:: Exercise ::
Say how many lines in this listing include the word "surgical", with no other words in the reply.

:: Supplied data ::
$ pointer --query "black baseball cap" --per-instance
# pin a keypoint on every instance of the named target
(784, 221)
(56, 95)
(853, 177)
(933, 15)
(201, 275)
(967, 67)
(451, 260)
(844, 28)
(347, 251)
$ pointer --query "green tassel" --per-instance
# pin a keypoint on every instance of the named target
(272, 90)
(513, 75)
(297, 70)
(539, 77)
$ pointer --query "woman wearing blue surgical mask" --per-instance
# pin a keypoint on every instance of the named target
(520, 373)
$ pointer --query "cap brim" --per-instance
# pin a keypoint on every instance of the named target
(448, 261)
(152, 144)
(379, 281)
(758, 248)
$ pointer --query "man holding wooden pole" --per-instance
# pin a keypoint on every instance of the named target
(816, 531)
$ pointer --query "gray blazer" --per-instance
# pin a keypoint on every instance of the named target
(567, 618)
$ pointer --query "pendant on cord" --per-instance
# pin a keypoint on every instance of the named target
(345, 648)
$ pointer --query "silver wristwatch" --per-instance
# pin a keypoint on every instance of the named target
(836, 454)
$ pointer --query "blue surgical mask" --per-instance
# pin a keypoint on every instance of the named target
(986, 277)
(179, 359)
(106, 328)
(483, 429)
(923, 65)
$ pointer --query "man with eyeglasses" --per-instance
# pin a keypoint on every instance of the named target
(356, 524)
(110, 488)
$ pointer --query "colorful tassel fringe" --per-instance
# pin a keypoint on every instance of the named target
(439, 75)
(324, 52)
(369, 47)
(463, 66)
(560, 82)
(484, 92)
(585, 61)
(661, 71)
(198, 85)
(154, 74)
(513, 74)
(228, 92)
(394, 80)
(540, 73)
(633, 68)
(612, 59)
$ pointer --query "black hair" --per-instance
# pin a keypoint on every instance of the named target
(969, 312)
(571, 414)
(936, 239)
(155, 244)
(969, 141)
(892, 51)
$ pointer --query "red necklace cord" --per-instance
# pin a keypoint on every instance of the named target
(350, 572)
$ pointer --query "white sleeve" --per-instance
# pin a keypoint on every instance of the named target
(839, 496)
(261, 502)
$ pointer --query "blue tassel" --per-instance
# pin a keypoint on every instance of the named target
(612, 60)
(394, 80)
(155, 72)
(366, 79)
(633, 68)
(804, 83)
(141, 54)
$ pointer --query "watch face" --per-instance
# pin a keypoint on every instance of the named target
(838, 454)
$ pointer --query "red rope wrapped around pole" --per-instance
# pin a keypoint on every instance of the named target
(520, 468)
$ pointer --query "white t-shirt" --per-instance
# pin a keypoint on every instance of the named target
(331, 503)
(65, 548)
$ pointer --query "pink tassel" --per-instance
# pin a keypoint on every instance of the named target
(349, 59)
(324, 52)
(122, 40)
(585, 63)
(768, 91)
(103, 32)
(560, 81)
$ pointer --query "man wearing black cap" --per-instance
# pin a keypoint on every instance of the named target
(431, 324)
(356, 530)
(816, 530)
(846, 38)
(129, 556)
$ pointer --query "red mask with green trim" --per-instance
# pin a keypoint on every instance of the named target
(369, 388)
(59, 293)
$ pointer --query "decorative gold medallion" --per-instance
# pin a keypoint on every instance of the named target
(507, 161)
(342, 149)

* * *

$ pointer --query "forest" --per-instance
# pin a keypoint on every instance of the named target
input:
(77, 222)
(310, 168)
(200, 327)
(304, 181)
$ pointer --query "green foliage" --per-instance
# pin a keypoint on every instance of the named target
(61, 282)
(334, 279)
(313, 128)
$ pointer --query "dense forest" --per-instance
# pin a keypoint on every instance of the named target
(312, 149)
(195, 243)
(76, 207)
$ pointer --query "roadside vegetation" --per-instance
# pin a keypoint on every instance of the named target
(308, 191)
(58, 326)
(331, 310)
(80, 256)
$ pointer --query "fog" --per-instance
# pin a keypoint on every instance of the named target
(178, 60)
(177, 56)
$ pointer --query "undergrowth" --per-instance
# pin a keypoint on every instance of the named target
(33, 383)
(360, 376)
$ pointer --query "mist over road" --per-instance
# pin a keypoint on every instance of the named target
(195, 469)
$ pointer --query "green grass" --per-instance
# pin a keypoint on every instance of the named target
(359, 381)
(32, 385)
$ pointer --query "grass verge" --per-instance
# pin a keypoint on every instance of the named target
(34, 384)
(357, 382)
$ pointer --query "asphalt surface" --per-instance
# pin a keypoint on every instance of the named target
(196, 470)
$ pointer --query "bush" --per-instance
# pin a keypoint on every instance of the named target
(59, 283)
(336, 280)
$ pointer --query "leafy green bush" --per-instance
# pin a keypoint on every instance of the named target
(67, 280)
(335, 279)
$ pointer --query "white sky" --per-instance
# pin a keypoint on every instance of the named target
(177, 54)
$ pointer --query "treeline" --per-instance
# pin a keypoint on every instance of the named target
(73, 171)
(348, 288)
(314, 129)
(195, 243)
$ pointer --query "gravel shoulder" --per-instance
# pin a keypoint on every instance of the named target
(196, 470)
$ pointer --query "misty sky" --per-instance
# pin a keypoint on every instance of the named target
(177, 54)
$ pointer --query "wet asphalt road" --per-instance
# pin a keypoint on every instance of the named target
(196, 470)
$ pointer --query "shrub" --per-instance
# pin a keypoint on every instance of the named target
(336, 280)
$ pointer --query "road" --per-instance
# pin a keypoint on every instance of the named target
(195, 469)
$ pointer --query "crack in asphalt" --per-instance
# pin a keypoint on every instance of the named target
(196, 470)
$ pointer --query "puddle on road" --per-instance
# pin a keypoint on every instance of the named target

...

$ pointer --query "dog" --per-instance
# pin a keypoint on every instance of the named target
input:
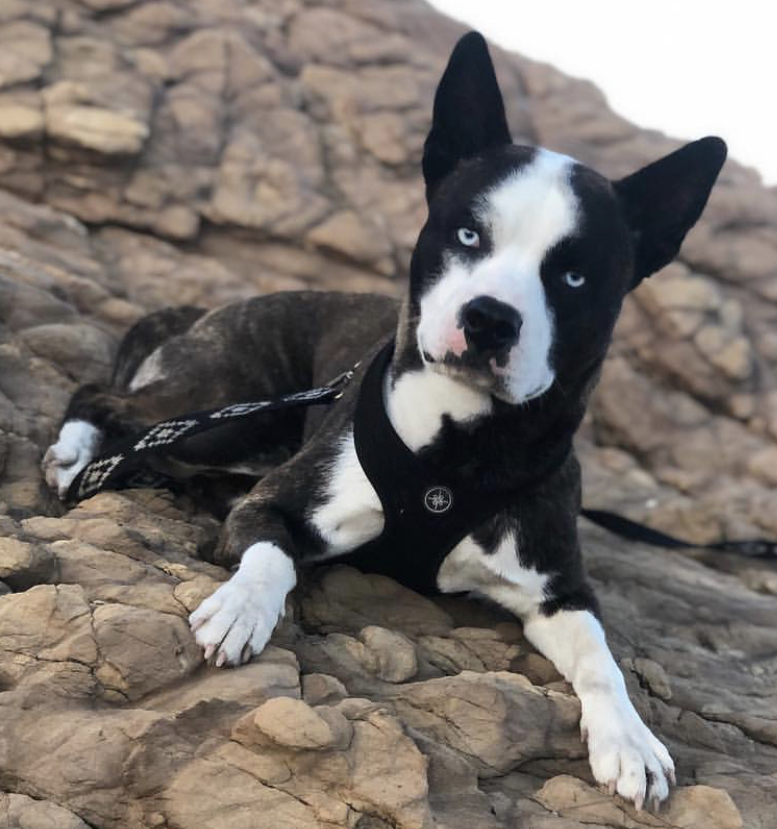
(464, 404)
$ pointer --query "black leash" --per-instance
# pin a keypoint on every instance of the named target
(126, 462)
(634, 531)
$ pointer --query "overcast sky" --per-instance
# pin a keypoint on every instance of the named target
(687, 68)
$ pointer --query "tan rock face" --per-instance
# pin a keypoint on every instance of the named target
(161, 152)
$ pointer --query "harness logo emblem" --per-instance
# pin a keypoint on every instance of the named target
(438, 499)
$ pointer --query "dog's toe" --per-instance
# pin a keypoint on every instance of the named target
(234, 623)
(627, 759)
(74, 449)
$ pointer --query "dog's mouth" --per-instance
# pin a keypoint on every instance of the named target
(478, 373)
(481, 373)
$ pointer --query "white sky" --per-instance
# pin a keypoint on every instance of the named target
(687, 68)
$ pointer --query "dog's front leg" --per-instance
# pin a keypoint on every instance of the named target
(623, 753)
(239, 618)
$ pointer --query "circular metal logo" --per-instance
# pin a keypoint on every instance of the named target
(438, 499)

:: Written answer ::
2